But others insist that there is another cause of the evil under discussion. They assert that it is the will of God; that he often withdraws a sense of his favor arbitrarily for disciplinary ends; that we derive spiritual benefit by these hidings of God; that spiritual growth is the result of the diligent search to find him again; and that alternations of light and darkness in the spiritual realm are as healthful as they are in the natural world. This was the position of Charles Wesley. In one of his poems he teaches that spiritual darkness is sometimes an act of divine sovereignty —

"Shall man direct the Sovereign God,
Say he cannot use his rod
|But for some fresh offence?
From saints he never hides his face,
Or suddenly their comfort slays,
To prove their innocence?"

His brother John insists that this desolate and joyless state is because of an eclipse of faith. Hence his sermon on the "Wilderness State," in which he proves that Christians pass into that state because of their unbelief, just as Israel sinned as the cause of their wilderness wanderings. In neither case is there arbitrary allotment. The fixed order of spiritual law has been violated, and its sequences are a sense of desertion, and a feeling of incertitude and discomfort. Charles continues —

"Nay, but he casts the righteous down,
Seems on his beloved to frown,
Yet smiles their fears to see.
He hears their oft-repeated cry,
Why, O my God, my Father, why
Hast thou forsaken me?"

> **Directions for this task**:
Carry the passage on spiritual darkness and the Wesley brothers onward from its last line. The records play no part in what comes after.

> **Position annotation records**:
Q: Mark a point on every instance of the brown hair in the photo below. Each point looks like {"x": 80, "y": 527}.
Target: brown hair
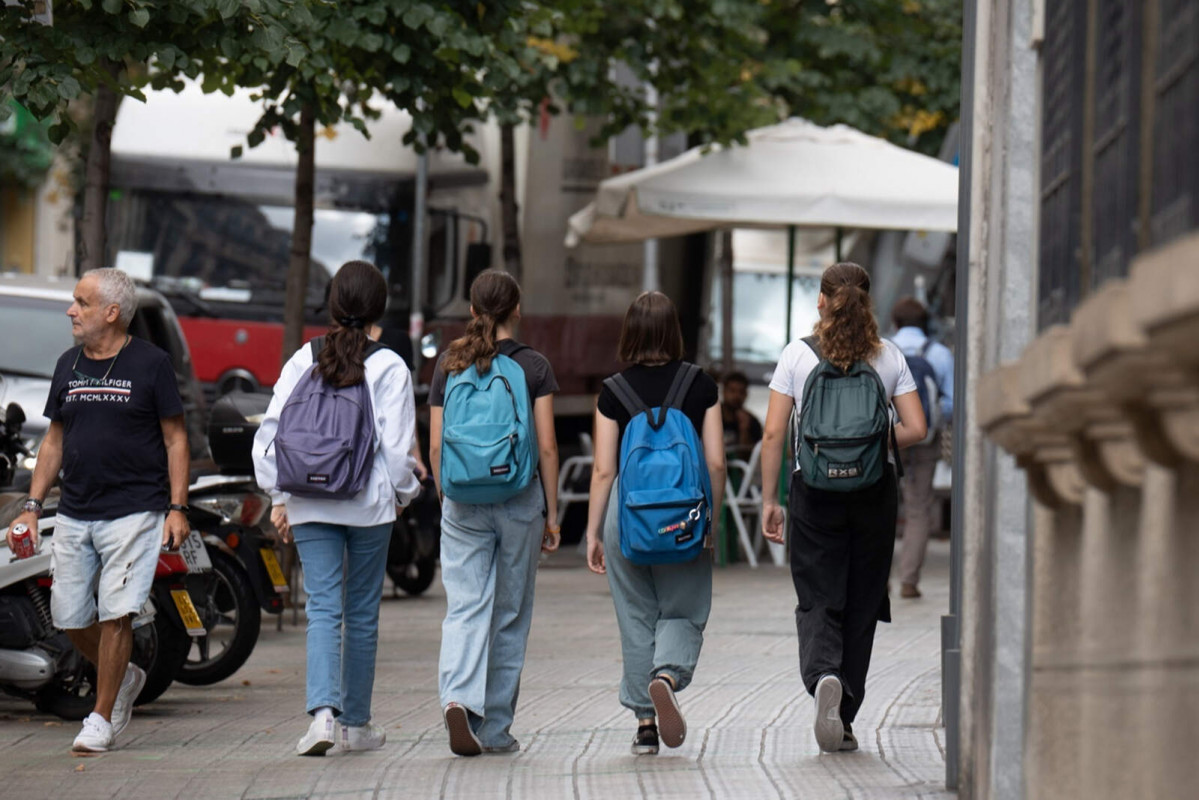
{"x": 909, "y": 312}
{"x": 494, "y": 295}
{"x": 357, "y": 296}
{"x": 650, "y": 332}
{"x": 847, "y": 330}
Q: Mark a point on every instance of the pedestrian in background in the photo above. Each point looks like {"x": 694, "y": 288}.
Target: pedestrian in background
{"x": 343, "y": 542}
{"x": 910, "y": 318}
{"x": 662, "y": 608}
{"x": 498, "y": 471}
{"x": 842, "y": 541}
{"x": 118, "y": 434}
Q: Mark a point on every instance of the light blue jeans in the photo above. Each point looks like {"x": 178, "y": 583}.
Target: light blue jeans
{"x": 488, "y": 567}
{"x": 661, "y": 611}
{"x": 343, "y": 569}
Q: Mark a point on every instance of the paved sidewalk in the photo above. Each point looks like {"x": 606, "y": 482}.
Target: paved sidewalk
{"x": 749, "y": 721}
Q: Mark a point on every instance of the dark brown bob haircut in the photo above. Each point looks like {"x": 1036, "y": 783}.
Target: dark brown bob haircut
{"x": 651, "y": 332}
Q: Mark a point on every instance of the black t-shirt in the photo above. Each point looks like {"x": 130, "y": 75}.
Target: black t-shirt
{"x": 538, "y": 374}
{"x": 114, "y": 459}
{"x": 651, "y": 384}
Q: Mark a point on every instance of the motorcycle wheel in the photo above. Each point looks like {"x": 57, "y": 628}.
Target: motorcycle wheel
{"x": 160, "y": 650}
{"x": 232, "y": 617}
{"x": 415, "y": 577}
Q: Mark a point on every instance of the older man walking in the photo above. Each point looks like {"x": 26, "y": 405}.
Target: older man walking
{"x": 116, "y": 433}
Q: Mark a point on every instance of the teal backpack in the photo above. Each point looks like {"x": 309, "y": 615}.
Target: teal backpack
{"x": 488, "y": 438}
{"x": 844, "y": 426}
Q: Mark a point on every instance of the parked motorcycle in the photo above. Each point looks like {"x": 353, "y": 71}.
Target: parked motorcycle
{"x": 38, "y": 662}
{"x": 245, "y": 579}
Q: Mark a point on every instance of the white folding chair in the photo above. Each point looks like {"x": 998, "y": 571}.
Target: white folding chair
{"x": 745, "y": 505}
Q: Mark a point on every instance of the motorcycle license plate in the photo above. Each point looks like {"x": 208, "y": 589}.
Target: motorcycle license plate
{"x": 273, "y": 570}
{"x": 196, "y": 553}
{"x": 187, "y": 612}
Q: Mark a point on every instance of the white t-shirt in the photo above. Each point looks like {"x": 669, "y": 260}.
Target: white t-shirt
{"x": 799, "y": 360}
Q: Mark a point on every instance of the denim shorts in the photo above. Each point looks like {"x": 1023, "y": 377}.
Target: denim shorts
{"x": 115, "y": 558}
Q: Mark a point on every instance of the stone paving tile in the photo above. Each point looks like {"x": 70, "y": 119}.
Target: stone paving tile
{"x": 749, "y": 721}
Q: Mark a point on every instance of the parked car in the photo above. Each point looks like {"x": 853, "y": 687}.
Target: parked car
{"x": 35, "y": 331}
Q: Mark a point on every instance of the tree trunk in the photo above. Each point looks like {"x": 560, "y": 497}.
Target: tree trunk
{"x": 508, "y": 208}
{"x": 92, "y": 228}
{"x": 301, "y": 234}
{"x": 725, "y": 301}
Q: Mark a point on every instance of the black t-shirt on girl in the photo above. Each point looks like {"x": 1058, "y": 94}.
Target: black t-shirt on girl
{"x": 538, "y": 374}
{"x": 651, "y": 384}
{"x": 114, "y": 459}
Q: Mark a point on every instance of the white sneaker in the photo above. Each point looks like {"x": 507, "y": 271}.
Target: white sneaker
{"x": 319, "y": 738}
{"x": 829, "y": 728}
{"x": 131, "y": 686}
{"x": 365, "y": 737}
{"x": 96, "y": 735}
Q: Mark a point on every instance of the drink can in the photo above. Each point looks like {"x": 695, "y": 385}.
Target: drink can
{"x": 22, "y": 541}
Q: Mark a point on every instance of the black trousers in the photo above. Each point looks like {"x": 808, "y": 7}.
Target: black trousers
{"x": 842, "y": 543}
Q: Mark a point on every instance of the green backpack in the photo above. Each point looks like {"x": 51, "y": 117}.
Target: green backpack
{"x": 844, "y": 426}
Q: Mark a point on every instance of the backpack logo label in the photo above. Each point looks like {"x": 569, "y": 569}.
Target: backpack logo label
{"x": 844, "y": 470}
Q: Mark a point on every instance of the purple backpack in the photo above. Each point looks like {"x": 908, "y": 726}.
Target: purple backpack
{"x": 324, "y": 446}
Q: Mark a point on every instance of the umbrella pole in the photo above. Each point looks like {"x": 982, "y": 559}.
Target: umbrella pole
{"x": 790, "y": 278}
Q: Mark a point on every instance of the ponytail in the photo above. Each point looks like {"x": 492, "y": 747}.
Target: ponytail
{"x": 357, "y": 296}
{"x": 847, "y": 330}
{"x": 494, "y": 295}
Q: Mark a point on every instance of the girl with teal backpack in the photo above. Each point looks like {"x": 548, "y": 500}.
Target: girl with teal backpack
{"x": 494, "y": 458}
{"x": 658, "y": 426}
{"x": 839, "y": 385}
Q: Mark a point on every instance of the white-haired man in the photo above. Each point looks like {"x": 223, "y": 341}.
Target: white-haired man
{"x": 116, "y": 433}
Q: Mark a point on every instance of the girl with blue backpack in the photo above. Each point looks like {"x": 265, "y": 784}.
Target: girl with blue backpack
{"x": 494, "y": 457}
{"x": 660, "y": 437}
{"x": 839, "y": 385}
{"x": 333, "y": 452}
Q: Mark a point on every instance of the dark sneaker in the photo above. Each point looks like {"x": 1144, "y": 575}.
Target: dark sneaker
{"x": 463, "y": 740}
{"x": 645, "y": 743}
{"x": 829, "y": 729}
{"x": 670, "y": 723}
{"x": 848, "y": 741}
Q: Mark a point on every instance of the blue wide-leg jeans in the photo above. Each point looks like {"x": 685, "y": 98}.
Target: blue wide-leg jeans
{"x": 343, "y": 569}
{"x": 488, "y": 567}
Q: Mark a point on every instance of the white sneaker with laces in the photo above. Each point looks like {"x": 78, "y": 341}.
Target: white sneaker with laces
{"x": 319, "y": 738}
{"x": 365, "y": 737}
{"x": 96, "y": 735}
{"x": 131, "y": 686}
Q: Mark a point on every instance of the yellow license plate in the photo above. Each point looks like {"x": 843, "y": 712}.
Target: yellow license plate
{"x": 273, "y": 570}
{"x": 187, "y": 612}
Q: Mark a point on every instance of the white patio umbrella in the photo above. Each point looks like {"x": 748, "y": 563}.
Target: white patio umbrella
{"x": 794, "y": 173}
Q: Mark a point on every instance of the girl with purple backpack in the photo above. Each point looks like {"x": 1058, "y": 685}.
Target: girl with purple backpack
{"x": 342, "y": 537}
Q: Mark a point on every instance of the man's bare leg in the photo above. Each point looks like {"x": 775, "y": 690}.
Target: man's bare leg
{"x": 108, "y": 645}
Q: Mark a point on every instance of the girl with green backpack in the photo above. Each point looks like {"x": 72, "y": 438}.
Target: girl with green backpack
{"x": 839, "y": 386}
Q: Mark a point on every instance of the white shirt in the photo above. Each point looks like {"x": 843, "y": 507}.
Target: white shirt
{"x": 799, "y": 360}
{"x": 392, "y": 474}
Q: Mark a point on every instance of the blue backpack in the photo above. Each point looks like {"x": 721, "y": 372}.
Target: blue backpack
{"x": 927, "y": 389}
{"x": 666, "y": 493}
{"x": 488, "y": 438}
{"x": 325, "y": 444}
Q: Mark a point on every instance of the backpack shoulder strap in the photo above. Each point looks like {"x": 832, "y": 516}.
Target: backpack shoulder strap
{"x": 624, "y": 391}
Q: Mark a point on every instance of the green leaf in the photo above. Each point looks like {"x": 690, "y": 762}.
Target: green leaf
{"x": 68, "y": 89}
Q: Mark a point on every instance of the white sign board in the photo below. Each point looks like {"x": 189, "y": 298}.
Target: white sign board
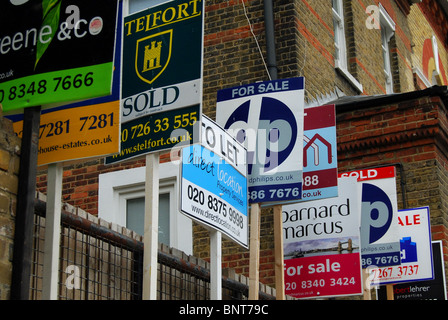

> **Response to the exercise**:
To refute his brother's error, John Wesley examines his Scripture proofs. The first is

Isa. 50:10, "Who is among you that feareth the Lord, that obeyeth the voice of his servant, that walketh in darkness, and hath no light? Let him trust in the name of the Lord, and stay upon his God." John argues very cogently that the character here addressed is not in a state of grace, but is under the law, convicted of sin, and trying to be justified by works. An awakened sinner has a painful dread of Jehovah, and walks in darkness. Penitent faith is the only way out. This text contains no proof that a persistent and obedient believer must sometimes be sovereignly thrust into darkness. The next text is Hos. 2:14, "I will allure her, and bring her into the wilderness, and speak comfortably to her." "Hence," says J. W. "it has been inferred that God will bring every believer
into the wilderness, into a state of deadness and darkness.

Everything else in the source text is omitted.